───── Belge bölümü

Doğu Almanya’nın önemli otomobillerinden biriydi. Zira Doğu Almanların satın alabileceği düşük bütçeli tek model de buydu. Uğruna yıllarca sıra beklenen bu “efsane”, iki Almanya’nın birleşmesinden bir süre sonra öldü! Ama efsanesi sürüyor...
Ambargolar altında yaşamını sürdürmeye çalışan komünist Doğu Almanya’da, ilginç bir otomobil sanayii vardı. Bir dönem, sonradan Doğu Almanya sınırları içinde kalan DKW ve Horsch fabrikaları, sonradan bu küçük ülkenin otomobil endüstrisinin “temelini” oluşturacaktı. Zira üretilen otomobillerin çoğu, markalardan bağımsız olarak sadece DKW’nin bıraktığı “iki silindirli iki zamanlı motor teknolojisini” kullanıyordu. Bu yüzden de Doğu Alman otomobili denildiğinde, akla hep, arkalarından yağ dumanı çıkartan araçlar geliyordu.

──────────
───── Veri kümesi kesiti

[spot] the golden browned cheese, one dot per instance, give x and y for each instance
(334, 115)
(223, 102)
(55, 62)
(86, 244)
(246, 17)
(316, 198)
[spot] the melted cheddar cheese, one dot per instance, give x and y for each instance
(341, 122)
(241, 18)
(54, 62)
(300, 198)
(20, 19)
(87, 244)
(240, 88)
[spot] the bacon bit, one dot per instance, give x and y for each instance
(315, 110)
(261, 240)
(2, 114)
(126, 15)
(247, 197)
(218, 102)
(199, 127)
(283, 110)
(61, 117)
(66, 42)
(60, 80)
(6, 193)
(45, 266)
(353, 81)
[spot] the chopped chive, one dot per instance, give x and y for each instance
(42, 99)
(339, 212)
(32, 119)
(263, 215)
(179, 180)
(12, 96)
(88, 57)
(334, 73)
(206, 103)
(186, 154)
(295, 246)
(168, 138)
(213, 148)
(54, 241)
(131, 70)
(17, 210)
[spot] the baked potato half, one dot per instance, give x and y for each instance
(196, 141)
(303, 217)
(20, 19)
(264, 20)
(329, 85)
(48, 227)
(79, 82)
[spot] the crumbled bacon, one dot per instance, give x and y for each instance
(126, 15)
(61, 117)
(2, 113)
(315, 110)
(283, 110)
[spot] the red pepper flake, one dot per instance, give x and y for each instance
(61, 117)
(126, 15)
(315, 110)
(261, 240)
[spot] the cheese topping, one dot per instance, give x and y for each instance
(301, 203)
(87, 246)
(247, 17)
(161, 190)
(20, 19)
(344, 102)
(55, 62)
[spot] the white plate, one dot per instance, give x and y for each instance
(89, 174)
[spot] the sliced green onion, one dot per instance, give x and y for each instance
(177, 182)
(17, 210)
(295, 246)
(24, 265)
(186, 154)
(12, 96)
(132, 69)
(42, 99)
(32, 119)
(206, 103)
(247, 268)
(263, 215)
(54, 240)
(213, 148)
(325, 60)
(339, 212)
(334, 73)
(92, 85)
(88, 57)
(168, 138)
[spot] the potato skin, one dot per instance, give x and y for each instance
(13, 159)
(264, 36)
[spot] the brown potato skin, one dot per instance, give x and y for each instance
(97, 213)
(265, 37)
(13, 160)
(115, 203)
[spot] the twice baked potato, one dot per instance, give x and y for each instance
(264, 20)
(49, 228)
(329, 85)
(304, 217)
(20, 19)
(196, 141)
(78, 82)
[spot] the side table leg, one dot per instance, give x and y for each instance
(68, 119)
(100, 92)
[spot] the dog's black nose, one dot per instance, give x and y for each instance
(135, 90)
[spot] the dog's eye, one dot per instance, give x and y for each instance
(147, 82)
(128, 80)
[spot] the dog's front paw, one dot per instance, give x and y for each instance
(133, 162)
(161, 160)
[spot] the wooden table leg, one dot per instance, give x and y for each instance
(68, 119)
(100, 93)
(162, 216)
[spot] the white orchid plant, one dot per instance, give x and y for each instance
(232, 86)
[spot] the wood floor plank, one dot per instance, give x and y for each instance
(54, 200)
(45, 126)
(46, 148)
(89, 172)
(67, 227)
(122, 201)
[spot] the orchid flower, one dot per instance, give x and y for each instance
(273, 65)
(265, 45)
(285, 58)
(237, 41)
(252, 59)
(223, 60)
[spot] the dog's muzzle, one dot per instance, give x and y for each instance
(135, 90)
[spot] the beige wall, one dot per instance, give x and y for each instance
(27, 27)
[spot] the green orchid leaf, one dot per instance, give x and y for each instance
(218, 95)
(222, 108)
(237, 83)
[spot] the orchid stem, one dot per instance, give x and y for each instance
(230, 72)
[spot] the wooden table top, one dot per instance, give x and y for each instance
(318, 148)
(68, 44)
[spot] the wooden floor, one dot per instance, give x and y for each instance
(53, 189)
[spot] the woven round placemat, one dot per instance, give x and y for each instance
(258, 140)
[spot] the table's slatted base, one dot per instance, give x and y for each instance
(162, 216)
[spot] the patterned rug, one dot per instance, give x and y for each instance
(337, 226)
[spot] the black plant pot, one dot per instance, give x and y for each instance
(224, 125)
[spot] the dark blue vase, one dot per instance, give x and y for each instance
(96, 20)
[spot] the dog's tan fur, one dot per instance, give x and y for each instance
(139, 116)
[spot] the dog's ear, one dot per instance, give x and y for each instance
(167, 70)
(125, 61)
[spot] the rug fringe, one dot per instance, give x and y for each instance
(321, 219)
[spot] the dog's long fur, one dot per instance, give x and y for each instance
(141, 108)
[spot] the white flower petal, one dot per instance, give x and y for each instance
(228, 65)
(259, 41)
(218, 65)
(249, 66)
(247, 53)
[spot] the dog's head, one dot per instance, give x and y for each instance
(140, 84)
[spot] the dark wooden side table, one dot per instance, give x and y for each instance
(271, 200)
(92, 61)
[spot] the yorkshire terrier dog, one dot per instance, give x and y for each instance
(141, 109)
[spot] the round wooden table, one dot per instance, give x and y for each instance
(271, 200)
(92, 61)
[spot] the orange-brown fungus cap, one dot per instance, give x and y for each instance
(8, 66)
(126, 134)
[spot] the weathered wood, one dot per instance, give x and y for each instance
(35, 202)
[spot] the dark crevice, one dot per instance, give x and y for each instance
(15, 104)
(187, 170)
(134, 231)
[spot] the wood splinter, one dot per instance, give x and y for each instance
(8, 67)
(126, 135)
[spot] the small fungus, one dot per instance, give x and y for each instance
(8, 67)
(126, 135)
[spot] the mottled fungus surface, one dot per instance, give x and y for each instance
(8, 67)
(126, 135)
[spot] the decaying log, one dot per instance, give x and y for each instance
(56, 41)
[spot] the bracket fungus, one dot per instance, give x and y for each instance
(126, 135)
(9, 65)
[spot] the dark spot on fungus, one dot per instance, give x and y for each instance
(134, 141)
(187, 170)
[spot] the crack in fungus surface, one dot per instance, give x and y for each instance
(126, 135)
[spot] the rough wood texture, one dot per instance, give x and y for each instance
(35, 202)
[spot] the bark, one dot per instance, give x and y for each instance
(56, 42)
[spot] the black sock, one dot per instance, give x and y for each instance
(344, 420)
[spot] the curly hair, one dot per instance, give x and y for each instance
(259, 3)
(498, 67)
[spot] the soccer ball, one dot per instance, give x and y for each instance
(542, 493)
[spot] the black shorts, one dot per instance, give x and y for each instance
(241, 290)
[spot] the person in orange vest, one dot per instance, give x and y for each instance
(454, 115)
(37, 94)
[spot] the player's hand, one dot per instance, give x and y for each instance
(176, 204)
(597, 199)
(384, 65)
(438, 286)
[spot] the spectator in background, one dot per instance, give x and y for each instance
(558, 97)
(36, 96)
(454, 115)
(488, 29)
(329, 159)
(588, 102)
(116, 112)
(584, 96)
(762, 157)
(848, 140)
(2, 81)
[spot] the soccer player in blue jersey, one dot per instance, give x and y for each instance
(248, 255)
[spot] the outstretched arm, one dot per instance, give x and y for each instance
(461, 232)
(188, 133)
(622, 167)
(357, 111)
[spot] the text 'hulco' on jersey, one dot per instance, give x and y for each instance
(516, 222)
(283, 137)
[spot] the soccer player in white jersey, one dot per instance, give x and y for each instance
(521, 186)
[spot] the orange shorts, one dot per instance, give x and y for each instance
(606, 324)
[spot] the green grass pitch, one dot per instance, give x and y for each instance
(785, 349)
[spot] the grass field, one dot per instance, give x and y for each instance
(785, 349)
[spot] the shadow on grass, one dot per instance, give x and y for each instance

──────────

# Yazılı görev 1:
Belge bölümündeki "Ambargolar altında yaşamını sürdürmeye çalışan komünist Doğu Almanya’da, ilginç bir otomobil sanayii vardı." cümlesini İngilizceye çevirin.
# Yazılı görev 2:
Belge bölümüne göre şu soruları yanıtlayın:
(a) Doğu Almanlar bu otomobil için ne kadar sıra bekliyordu?
(b) Ülkenin otomobil endüstrisinin temelini hangi fabrikalar oluşturacaktı?
(c) Üretilen otomobillerin çoğu hangi motor teknolojisini kullanıyordu?
# Yazılı görev 3:
Belge bölümünde "Doğu Almanya’nın önemli" ile başlayıp "çıkartan araçlar geliyordu." ifadesine kadar süren kısmı kelimesi kelimesine yazın.

# Yazılı yanıt 1:
In communist East Germany, which was trying to survive under embargoes, there was an interesting automobile industry.

# Yazılı yanıt 2:
(a) Yıllarca.
(b) DKW ve Horsch fabrikaları.
(c) DKW’nin bıraktığı iki silindirli iki zamanlı motor teknolojisini.

# Yazılı yanıt 3:
Doğu Almanya’nın önemli otomobillerinden biriydi. Zira Doğu Almanların satın alabileceği düşük bütçeli tek model de buydu. Uğruna yıllarca sıra beklenen bu “efsane”, iki Almanya’nın birleşmesinden bir süre sonra öldü! Ama efsanesi sürüyor...
Ambargolar altında yaşamını sürdürmeye çalışan komünist Doğu Almanya’da, ilginç bir otomobil sanayii vardı. Bir dönem, sonradan Doğu Almanya sınırları içinde kalan DKW ve Horsch fabrikaları, sonradan bu küçük ülkenin otomobil endüstrisinin “temelini” oluşturacaktı. Zira üretilen otomobillerin çoğu, markalardan bağımsız olarak sadece DKW’nin bıraktığı “iki silindirli iki zamanlı motor teknolojisini” kullanıyordu. Bu yüzden de Doğu Alman otomobili denildiğinde, akla hep, arkalarından yağ dumanı çıkartan araçlar geliyordu.